BEGIN DATASET RECORDS

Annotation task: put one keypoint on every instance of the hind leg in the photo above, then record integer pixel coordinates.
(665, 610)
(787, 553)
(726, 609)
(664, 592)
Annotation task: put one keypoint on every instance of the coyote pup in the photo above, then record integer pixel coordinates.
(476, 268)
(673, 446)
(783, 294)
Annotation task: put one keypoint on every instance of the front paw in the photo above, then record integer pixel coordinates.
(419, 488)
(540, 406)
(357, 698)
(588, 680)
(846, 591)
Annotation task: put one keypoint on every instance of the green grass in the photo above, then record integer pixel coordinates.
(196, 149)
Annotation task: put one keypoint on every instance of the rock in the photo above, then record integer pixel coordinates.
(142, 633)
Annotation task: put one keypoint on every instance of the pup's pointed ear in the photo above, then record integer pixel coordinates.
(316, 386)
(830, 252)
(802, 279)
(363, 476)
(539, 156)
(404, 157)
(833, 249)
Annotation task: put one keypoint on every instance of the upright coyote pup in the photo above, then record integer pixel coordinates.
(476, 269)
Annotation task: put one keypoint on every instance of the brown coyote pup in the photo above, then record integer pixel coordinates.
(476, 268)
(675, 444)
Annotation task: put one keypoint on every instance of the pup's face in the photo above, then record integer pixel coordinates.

END DATASET RECORDS

**EXERCISE TASK**
Set down, without alteration, the stretch of the records above from the line containing "of the upright" through the last line of the records, with both ends included.

**RESULT**
Annotation task: put one keypoint on every instance of the upright coyote pup in the photo above, then record integer pixel coordinates.
(476, 269)
Annotation task: put one keypoint on every instance of the brown coyote pup in the photo above, then record integer pixel coordinates.
(476, 268)
(675, 444)
Annotation task: put one keypoint on every instance of the pup's face in the photo above, then record integer pixel coordinates.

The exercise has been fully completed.